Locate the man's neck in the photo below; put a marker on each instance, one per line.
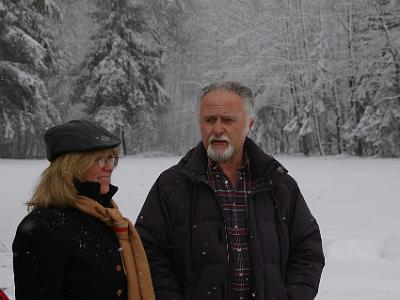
(230, 166)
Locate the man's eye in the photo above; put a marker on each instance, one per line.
(227, 120)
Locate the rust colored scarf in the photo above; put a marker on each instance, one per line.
(140, 286)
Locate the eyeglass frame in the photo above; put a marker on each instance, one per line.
(103, 161)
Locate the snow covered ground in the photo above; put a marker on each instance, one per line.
(355, 200)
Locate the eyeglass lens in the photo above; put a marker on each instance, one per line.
(102, 161)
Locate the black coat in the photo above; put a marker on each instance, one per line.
(182, 228)
(63, 253)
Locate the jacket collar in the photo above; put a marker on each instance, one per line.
(92, 190)
(262, 165)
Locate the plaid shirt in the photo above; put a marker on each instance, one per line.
(234, 206)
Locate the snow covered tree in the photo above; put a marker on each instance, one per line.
(121, 81)
(27, 58)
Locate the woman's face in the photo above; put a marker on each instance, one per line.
(101, 171)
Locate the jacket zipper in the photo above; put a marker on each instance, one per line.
(226, 241)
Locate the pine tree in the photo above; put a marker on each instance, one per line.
(27, 58)
(121, 82)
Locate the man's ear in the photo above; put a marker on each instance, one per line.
(251, 123)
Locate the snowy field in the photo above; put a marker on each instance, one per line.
(355, 200)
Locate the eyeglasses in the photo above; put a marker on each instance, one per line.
(102, 161)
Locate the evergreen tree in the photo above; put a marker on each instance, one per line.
(27, 58)
(121, 81)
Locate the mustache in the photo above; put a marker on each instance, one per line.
(218, 138)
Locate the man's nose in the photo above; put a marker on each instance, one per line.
(218, 128)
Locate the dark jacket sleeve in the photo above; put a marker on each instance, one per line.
(154, 227)
(38, 261)
(306, 258)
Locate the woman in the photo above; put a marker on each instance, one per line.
(75, 244)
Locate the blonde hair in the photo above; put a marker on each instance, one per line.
(56, 186)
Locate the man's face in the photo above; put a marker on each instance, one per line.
(223, 125)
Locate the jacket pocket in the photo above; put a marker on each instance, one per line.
(274, 287)
(210, 283)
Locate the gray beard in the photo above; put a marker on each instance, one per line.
(220, 157)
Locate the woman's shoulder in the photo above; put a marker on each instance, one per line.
(44, 221)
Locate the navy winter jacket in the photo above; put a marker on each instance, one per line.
(182, 228)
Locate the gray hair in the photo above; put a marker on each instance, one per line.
(236, 87)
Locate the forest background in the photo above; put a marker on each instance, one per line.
(325, 73)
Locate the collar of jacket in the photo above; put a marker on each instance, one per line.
(262, 165)
(92, 190)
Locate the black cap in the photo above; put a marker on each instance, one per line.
(77, 136)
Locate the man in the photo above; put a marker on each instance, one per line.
(228, 222)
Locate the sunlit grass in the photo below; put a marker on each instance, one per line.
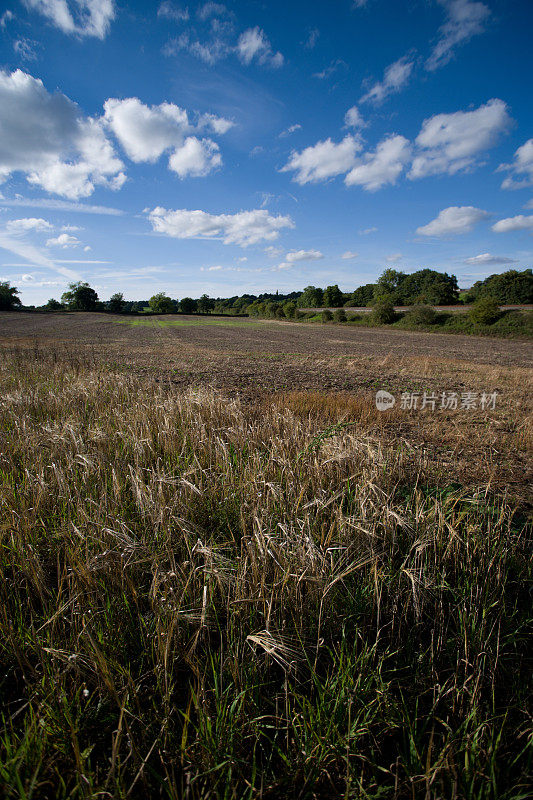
(207, 599)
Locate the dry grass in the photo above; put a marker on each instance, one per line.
(289, 598)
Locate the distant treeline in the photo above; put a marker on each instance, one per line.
(426, 286)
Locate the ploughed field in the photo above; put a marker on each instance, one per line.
(226, 574)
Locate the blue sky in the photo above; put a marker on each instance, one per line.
(253, 146)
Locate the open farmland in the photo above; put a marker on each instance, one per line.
(226, 574)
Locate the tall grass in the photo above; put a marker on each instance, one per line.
(204, 599)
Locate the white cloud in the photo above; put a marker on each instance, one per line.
(464, 19)
(196, 158)
(518, 223)
(211, 10)
(323, 160)
(25, 49)
(34, 255)
(353, 118)
(64, 240)
(331, 69)
(40, 131)
(170, 11)
(254, 45)
(300, 255)
(6, 17)
(381, 167)
(210, 52)
(61, 205)
(78, 17)
(289, 130)
(243, 228)
(146, 132)
(394, 78)
(452, 221)
(20, 226)
(488, 258)
(522, 165)
(218, 125)
(448, 143)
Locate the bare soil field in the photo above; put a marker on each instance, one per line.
(227, 574)
(330, 372)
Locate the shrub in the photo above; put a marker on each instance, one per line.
(421, 315)
(340, 315)
(383, 312)
(485, 311)
(8, 296)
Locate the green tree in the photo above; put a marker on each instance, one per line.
(389, 284)
(205, 304)
(116, 303)
(333, 296)
(429, 286)
(311, 297)
(187, 305)
(383, 312)
(485, 311)
(363, 296)
(289, 307)
(80, 297)
(8, 296)
(54, 305)
(511, 287)
(161, 303)
(340, 315)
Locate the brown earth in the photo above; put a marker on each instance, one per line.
(330, 372)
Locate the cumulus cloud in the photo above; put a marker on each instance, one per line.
(64, 240)
(289, 130)
(46, 136)
(381, 167)
(488, 258)
(300, 255)
(170, 11)
(254, 45)
(78, 17)
(464, 19)
(330, 70)
(394, 78)
(146, 132)
(449, 143)
(522, 165)
(518, 223)
(452, 221)
(27, 224)
(323, 160)
(25, 49)
(353, 118)
(244, 228)
(196, 158)
(6, 17)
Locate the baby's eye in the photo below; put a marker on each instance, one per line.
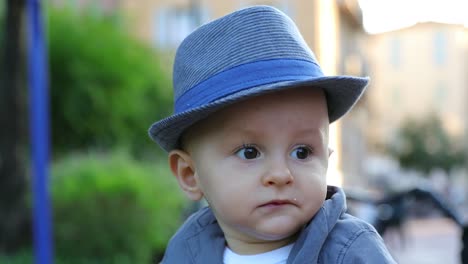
(248, 152)
(301, 152)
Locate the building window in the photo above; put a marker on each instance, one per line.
(173, 24)
(396, 96)
(440, 95)
(395, 52)
(440, 48)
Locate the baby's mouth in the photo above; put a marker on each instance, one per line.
(275, 203)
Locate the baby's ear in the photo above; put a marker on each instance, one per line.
(182, 167)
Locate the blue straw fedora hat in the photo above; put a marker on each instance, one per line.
(244, 54)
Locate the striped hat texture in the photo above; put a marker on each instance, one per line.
(244, 54)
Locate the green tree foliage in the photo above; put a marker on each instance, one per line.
(106, 86)
(112, 208)
(425, 145)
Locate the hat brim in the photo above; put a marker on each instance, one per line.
(342, 92)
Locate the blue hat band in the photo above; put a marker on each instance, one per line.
(246, 76)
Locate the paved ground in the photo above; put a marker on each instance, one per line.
(427, 241)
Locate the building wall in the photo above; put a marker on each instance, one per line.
(417, 71)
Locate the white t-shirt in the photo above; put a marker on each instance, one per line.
(277, 256)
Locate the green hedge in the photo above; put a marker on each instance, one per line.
(106, 86)
(113, 208)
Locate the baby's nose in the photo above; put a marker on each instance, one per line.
(278, 174)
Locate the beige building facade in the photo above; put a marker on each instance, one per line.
(418, 71)
(332, 28)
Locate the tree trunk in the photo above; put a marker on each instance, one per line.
(14, 223)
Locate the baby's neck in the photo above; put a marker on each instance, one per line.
(242, 247)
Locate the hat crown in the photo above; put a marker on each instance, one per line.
(253, 34)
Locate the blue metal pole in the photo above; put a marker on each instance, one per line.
(39, 132)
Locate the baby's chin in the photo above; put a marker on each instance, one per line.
(277, 234)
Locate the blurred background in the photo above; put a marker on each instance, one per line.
(401, 154)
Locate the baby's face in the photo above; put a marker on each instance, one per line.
(261, 165)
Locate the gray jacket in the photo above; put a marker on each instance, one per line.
(332, 236)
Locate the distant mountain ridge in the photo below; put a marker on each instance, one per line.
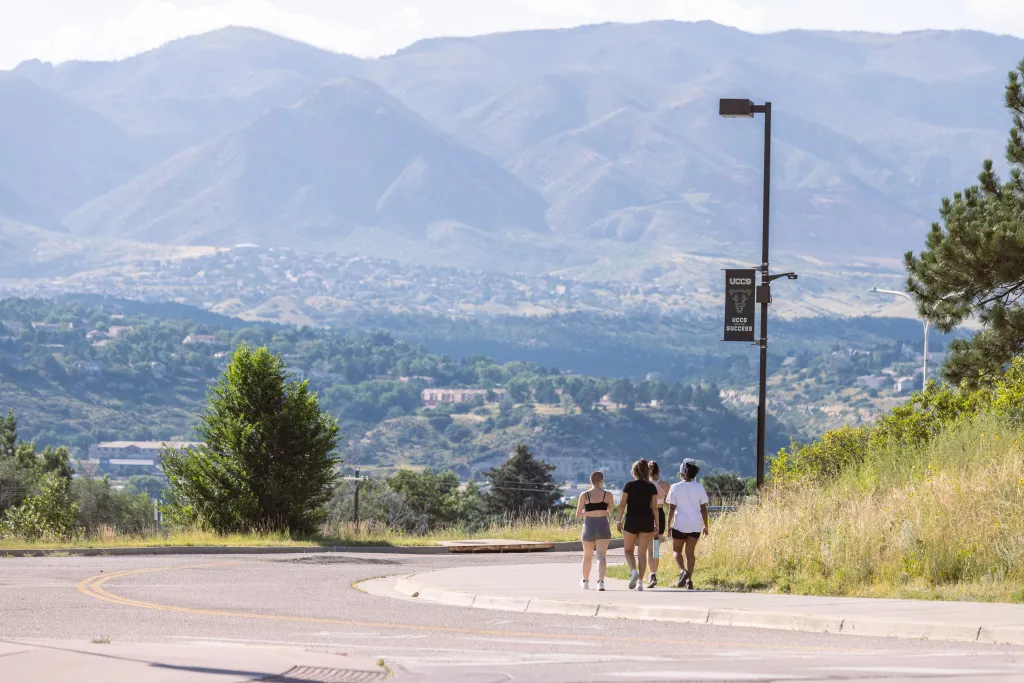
(578, 145)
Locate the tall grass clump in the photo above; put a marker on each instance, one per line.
(929, 503)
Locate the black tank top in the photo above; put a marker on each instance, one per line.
(594, 507)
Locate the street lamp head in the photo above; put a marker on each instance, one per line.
(735, 109)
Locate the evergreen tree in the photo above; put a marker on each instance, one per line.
(974, 262)
(427, 493)
(267, 458)
(522, 485)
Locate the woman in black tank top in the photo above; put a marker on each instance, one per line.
(594, 507)
(639, 505)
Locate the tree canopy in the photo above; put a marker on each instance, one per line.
(973, 263)
(267, 458)
(522, 484)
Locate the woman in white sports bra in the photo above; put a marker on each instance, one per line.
(663, 492)
(595, 508)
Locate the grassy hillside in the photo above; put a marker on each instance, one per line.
(927, 504)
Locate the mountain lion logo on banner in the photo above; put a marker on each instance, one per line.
(739, 298)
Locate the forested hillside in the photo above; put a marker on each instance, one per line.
(77, 375)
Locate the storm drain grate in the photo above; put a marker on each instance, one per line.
(325, 675)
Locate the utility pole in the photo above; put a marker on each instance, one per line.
(740, 109)
(355, 515)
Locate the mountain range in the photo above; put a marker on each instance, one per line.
(597, 148)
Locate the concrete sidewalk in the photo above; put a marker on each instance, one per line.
(555, 589)
(69, 662)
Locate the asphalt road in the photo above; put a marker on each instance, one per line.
(309, 601)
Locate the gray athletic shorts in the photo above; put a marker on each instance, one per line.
(595, 527)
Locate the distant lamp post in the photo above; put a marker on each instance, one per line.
(928, 326)
(745, 109)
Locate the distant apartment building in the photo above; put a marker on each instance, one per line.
(52, 328)
(200, 339)
(435, 397)
(133, 454)
(875, 381)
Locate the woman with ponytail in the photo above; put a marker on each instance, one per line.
(639, 505)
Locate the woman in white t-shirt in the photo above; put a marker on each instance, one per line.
(688, 519)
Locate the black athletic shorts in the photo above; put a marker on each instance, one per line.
(641, 525)
(679, 536)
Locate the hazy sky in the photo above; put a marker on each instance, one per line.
(60, 30)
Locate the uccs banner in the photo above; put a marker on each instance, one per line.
(739, 305)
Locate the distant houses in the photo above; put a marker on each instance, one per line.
(133, 454)
(435, 397)
(200, 339)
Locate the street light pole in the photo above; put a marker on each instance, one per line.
(764, 297)
(928, 326)
(744, 109)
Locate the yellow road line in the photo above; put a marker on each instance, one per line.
(93, 587)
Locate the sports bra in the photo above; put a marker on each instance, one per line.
(594, 507)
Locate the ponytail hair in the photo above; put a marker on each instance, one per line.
(691, 471)
(641, 470)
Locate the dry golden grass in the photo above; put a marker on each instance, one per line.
(942, 521)
(342, 534)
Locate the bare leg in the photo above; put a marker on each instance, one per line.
(602, 557)
(629, 544)
(677, 553)
(691, 545)
(644, 546)
(588, 558)
(652, 561)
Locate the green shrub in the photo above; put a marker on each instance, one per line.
(50, 514)
(100, 505)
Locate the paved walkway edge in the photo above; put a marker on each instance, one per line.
(562, 546)
(414, 587)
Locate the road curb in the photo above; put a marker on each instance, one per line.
(415, 587)
(561, 546)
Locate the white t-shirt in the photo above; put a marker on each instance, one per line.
(687, 497)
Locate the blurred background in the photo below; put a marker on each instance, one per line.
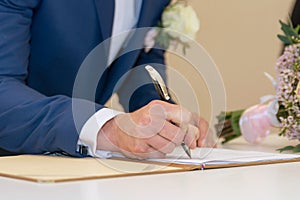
(241, 38)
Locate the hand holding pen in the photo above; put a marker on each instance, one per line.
(163, 93)
(153, 131)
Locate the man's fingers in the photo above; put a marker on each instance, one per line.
(172, 133)
(161, 144)
(191, 136)
(203, 129)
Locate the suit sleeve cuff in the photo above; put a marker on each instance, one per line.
(89, 132)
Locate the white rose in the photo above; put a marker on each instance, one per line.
(182, 21)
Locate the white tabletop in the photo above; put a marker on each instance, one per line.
(276, 181)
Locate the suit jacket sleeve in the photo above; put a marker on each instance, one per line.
(29, 121)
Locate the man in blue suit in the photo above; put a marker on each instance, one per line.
(43, 44)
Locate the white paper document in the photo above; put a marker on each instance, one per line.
(215, 156)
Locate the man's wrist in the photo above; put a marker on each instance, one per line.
(106, 136)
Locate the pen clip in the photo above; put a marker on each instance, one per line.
(158, 83)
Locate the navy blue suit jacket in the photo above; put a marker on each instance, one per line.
(42, 45)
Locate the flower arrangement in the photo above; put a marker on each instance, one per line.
(179, 24)
(281, 110)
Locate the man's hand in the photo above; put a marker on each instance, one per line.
(153, 131)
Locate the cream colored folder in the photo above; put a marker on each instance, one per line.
(59, 169)
(48, 169)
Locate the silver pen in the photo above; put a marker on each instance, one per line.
(162, 90)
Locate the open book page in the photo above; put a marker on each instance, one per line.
(211, 156)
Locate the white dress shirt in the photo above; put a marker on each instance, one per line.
(125, 18)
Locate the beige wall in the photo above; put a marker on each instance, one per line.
(240, 36)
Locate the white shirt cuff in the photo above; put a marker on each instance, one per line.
(89, 132)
#####
### [Work instructions]
Write the lines out exactly, from the one with "Locate the flower" down to the last line of the listing, and leave out all others.

### [Output]
Locate the flower arrangement in the photo above; put a marker on each instance, one per line.
(179, 24)
(281, 110)
Locate the man's hand in the photo above; put a marker on each instance, one per line.
(153, 131)
Locate the cream colored folder in the photo above; put a marker on each instance, one per line.
(59, 169)
(48, 169)
Locate the silver pen in the photo above; put a marker on each instance, one per line.
(162, 90)
Locate the open book page in the photo above; put a marker on each instance, one per line.
(211, 156)
Locate the white dress shirt in the photo above; put a marker on each instance, one per line.
(125, 18)
Locate the beige wall in the photo above; put a marker on each instance, one per line.
(240, 36)
Locate the white shirt cuff in the photo above; put a marker on each instance, one per line.
(89, 132)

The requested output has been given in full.